▶ **The request**
All of the records below need to be copied exactly.

▶ **Dataset records**

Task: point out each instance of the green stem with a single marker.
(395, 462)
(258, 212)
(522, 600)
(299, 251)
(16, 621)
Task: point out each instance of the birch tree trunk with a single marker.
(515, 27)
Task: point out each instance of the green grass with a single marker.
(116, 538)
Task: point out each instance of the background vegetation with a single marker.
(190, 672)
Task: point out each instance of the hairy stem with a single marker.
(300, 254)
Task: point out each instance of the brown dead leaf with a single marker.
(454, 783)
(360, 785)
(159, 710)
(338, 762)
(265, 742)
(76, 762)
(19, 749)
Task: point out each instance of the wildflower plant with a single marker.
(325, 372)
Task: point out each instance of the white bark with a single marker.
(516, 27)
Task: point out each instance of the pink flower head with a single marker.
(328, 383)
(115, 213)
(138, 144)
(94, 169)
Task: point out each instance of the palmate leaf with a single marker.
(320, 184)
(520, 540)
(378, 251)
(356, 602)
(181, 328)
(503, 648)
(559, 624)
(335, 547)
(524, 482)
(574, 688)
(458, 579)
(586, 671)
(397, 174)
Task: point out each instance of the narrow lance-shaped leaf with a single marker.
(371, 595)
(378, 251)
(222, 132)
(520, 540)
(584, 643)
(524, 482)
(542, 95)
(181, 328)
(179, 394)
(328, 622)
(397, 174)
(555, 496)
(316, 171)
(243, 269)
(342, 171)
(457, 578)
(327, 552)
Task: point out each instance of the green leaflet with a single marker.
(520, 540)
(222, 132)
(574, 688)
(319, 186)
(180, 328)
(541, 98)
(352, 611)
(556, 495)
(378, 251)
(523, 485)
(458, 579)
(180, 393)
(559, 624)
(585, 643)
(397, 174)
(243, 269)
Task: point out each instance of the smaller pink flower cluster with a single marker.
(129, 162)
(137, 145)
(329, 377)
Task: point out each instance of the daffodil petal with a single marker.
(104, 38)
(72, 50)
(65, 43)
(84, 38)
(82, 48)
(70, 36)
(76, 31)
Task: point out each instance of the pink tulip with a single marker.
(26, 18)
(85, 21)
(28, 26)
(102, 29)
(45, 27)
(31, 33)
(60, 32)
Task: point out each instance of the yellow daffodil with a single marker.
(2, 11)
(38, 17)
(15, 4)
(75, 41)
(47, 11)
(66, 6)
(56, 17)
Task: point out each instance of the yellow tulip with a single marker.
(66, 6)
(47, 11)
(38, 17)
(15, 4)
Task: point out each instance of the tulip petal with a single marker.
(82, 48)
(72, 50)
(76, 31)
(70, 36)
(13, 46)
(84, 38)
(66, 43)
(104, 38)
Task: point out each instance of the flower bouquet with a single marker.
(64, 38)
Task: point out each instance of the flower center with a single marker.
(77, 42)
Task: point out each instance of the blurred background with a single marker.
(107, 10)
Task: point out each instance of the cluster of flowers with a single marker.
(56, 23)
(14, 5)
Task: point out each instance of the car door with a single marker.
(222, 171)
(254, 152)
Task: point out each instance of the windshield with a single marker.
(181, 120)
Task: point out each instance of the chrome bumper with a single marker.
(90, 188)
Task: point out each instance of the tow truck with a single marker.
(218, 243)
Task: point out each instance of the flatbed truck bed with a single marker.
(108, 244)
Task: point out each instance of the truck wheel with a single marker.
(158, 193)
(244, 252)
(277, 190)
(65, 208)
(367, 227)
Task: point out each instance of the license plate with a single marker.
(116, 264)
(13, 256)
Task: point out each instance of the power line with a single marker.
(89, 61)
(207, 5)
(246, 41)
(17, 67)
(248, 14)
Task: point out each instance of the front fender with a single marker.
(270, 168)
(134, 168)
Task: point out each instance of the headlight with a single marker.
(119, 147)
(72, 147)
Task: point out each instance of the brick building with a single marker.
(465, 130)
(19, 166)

▶ **Output for this exercise**
Task: point out each instance of the green stem with a single marker.
(395, 462)
(258, 212)
(522, 600)
(299, 251)
(16, 621)
Task: point out each instance of the birch tree trunk with a single marker.
(515, 27)
Task: point out each instance of the green grass with a single marker.
(116, 538)
Task: point out each instance of the background vegetation with a single marker.
(190, 672)
Task: point out each instance of the hairy stem with a single marker.
(300, 254)
Task: point out each instance of the brown dead leaf with a single marker.
(454, 783)
(360, 785)
(159, 710)
(338, 762)
(265, 742)
(76, 762)
(19, 749)
Task: point out each instance of the wildflower plant with a single marker.
(325, 372)
Task: point out each instance of the white bark with a single marker.
(516, 27)
Task: point out each instance of the pink flower head with a single marker.
(328, 383)
(115, 213)
(138, 144)
(94, 169)
Task: point out each instance of the palmate leaf with a single marker.
(320, 184)
(520, 540)
(378, 251)
(356, 602)
(181, 328)
(503, 648)
(559, 624)
(335, 547)
(524, 482)
(574, 688)
(458, 579)
(586, 671)
(397, 174)
Task: point out each instance of the narrow lance-shaped leaf with a single marker.
(371, 595)
(378, 251)
(222, 132)
(520, 540)
(584, 643)
(524, 482)
(542, 95)
(181, 328)
(179, 394)
(328, 622)
(397, 174)
(555, 496)
(316, 171)
(243, 269)
(342, 171)
(457, 578)
(327, 552)
Task: point out each instance of the green leaflet with a single marker.
(520, 540)
(222, 132)
(574, 688)
(319, 186)
(180, 328)
(541, 98)
(352, 611)
(556, 495)
(378, 251)
(523, 485)
(458, 579)
(180, 393)
(559, 624)
(585, 643)
(397, 174)
(243, 269)
Task: point out each instance of the smaller pink flower cluster with a single marker.
(129, 162)
(137, 145)
(329, 377)
Task: point out each instance of the daffodil petal with a single marker.
(104, 38)
(72, 50)
(65, 43)
(84, 38)
(82, 48)
(70, 36)
(76, 31)
Task: point out each instance of the pink tulip with a single marker.
(26, 18)
(85, 21)
(28, 26)
(102, 29)
(45, 27)
(31, 33)
(60, 32)
Task: point out each instance of the yellow daffodil with a single marker.
(2, 11)
(38, 17)
(15, 4)
(75, 41)
(47, 11)
(66, 6)
(56, 17)
Task: point out each instance of the yellow tulip with a single marker.
(66, 6)
(47, 11)
(38, 17)
(15, 4)
Task: point out each instance of the tulip petal with a single marker.
(82, 48)
(72, 50)
(76, 31)
(70, 36)
(13, 46)
(84, 38)
(66, 43)
(104, 38)
Task: point out each instance of the flower bouquet with a single marker.
(64, 38)
Task: point out each instance of the flower center with a single marker.
(77, 42)
Task: point out each instance of the blurred background with a single marker.
(107, 10)
Task: point out each instance of the cluster of flowers with a single marker.
(56, 23)
(14, 5)
Task: point out each instance of the car door with a single marker.
(222, 171)
(254, 152)
Task: point out each instance of the windshield with a single marker.
(181, 120)
Task: point out each instance of the chrome bumper with a single marker.
(90, 188)
Task: point out each instance of the tow truck with a single marker.
(218, 243)
Task: point out each instance of the flatbed truck bed with a single marker.
(108, 244)
Task: point out each instance of the truck wheel with a single marker.
(158, 193)
(244, 252)
(277, 190)
(65, 208)
(367, 227)
Task: point out each instance of the license plate with a single marker.
(116, 264)
(13, 256)
Task: point out each instance of the power line with a single marker.
(89, 61)
(207, 5)
(246, 41)
(17, 67)
(248, 14)
Task: point out each instance of the front fender with a single marker.
(270, 168)
(134, 168)
Task: point out each instance of the headlight with a single marker.
(119, 147)
(72, 147)
Task: point out each instance of the brick building with a single marker.
(465, 130)
(19, 166)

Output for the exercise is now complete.